Task instructions: Pull out every line of the data that contains the word "white", matching case exactly.
----- Information given -----
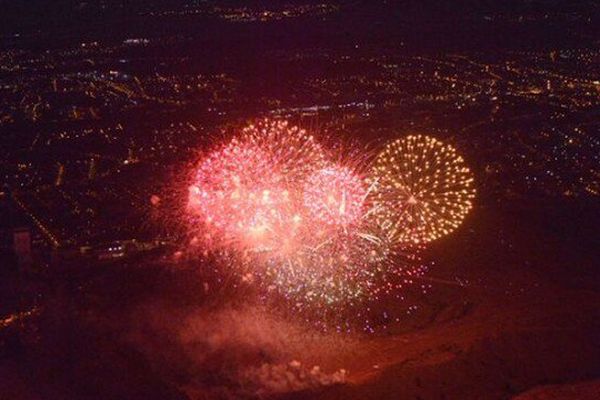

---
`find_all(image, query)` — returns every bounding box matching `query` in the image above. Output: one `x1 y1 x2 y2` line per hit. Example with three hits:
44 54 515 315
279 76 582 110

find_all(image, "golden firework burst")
370 135 475 243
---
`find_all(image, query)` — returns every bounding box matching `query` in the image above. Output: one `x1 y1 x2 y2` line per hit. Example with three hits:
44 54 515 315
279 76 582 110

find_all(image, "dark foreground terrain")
0 205 600 400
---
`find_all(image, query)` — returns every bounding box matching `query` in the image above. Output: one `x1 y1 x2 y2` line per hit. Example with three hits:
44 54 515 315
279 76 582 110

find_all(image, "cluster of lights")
188 119 474 318
371 135 475 243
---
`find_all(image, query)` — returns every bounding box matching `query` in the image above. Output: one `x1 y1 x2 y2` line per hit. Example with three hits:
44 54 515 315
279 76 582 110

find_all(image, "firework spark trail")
372 135 475 243
188 119 474 324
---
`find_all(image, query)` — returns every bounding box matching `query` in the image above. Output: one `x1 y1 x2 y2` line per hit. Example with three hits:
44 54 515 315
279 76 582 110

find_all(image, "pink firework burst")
304 165 367 227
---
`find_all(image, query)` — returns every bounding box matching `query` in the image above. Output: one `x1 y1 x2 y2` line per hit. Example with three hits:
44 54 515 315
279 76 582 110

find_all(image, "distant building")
13 227 33 268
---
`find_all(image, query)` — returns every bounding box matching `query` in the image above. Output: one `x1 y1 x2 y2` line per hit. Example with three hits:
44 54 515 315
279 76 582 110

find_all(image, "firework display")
188 119 474 316
371 135 475 243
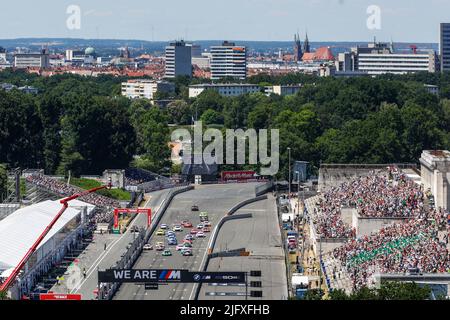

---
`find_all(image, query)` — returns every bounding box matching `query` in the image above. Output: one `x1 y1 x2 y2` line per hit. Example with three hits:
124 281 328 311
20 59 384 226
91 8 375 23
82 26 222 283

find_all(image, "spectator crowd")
313 167 424 238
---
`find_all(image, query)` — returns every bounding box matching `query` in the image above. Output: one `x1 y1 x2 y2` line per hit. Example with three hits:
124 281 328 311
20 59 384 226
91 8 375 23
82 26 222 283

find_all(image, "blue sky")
0 0 450 42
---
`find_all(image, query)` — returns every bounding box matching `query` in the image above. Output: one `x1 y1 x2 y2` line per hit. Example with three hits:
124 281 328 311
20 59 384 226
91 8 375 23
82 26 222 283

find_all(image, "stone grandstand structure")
318 163 417 192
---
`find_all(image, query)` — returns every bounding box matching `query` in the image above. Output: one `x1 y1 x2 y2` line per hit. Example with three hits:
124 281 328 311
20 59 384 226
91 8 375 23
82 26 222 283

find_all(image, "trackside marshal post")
98 269 246 283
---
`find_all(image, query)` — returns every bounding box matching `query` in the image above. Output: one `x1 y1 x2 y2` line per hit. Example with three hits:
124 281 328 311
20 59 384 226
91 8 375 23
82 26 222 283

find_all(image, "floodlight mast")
0 180 111 292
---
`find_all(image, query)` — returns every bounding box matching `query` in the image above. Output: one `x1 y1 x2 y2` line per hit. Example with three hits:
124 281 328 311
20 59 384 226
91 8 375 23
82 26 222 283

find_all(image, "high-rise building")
122 79 175 100
211 41 247 80
165 41 192 78
294 33 303 62
439 23 450 72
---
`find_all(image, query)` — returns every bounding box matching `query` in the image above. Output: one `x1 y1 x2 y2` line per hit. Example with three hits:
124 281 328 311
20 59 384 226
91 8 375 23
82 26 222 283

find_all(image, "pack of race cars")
144 205 211 257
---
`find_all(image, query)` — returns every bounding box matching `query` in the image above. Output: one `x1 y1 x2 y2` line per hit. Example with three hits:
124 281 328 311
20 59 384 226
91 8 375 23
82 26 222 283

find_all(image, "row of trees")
0 71 450 176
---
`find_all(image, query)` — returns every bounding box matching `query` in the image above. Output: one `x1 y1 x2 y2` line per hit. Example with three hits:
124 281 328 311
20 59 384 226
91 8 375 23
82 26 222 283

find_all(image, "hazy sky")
0 0 450 42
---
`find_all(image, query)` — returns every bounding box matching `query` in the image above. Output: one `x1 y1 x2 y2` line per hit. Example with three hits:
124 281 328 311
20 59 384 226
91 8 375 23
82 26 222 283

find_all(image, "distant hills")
0 38 439 55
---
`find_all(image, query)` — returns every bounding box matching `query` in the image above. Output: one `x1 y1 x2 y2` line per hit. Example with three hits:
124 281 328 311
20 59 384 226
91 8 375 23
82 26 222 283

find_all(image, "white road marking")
70 197 160 293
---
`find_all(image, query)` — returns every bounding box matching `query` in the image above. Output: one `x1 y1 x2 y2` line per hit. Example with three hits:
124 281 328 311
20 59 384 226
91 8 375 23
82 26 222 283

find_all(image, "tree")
59 97 135 175
379 282 431 300
0 164 8 203
303 289 325 300
200 109 223 125
328 289 350 300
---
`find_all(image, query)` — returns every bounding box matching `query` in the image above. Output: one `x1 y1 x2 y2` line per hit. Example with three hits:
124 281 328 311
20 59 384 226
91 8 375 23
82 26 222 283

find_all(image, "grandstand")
125 168 174 192
0 200 95 299
305 166 450 292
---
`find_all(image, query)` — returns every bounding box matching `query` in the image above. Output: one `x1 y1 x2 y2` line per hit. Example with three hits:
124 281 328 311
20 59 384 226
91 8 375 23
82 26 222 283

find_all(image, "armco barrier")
194 195 267 300
227 195 267 216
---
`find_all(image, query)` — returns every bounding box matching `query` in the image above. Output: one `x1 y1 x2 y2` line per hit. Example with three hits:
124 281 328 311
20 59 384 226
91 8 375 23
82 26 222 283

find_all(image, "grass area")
70 178 131 201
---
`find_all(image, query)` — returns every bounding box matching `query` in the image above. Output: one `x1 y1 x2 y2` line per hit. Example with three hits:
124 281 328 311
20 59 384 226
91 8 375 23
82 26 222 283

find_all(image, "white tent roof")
0 200 88 270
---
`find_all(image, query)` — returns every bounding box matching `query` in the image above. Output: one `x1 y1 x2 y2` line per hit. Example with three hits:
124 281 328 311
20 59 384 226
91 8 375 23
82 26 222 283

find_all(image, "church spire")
303 31 311 53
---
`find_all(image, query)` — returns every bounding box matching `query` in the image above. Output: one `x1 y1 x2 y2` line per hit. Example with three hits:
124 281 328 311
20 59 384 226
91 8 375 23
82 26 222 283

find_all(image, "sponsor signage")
39 293 81 301
98 269 246 284
222 171 256 180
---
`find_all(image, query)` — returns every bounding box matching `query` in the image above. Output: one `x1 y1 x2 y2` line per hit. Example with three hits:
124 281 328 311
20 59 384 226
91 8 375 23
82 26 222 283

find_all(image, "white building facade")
165 41 192 78
211 41 247 80
189 83 261 98
122 80 175 100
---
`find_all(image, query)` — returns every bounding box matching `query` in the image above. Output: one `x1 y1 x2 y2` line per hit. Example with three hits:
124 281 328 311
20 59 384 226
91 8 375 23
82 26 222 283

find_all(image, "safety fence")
98 186 194 300
194 195 267 300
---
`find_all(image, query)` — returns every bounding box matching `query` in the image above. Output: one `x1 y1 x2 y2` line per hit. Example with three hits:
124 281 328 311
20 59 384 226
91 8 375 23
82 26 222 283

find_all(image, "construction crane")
0 179 111 292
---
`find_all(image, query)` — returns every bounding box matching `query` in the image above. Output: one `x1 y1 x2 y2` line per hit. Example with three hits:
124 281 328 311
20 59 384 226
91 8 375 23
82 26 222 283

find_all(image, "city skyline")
0 0 450 43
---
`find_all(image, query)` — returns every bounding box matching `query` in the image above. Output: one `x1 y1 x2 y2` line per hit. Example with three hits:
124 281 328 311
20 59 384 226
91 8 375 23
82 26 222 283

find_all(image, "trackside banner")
98 269 245 283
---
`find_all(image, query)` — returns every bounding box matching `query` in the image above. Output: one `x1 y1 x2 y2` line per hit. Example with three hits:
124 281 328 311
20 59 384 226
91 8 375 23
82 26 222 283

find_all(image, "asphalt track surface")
114 183 259 300
199 195 288 300
52 190 170 300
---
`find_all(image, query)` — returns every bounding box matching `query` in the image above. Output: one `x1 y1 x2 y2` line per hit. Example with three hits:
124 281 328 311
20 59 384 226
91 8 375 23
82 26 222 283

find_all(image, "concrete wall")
102 170 125 188
309 223 348 255
319 163 417 192
352 209 409 238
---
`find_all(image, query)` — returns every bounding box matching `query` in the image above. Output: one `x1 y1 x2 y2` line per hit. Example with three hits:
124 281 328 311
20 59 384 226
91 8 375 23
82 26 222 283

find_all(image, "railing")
194 196 267 300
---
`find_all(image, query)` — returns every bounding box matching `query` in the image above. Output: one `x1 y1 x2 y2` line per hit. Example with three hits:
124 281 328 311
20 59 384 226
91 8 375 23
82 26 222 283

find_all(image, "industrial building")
189 83 261 98
439 23 450 72
122 79 175 100
14 49 50 69
211 41 247 80
335 42 437 75
165 41 192 78
0 200 95 299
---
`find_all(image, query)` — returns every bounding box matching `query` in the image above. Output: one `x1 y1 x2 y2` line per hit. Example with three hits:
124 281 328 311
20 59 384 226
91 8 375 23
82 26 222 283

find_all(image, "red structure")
-----
Worked answer:
find_all(image, "white road marking")
find_all(image, "white tent roof")
find_all(image, "white building facade")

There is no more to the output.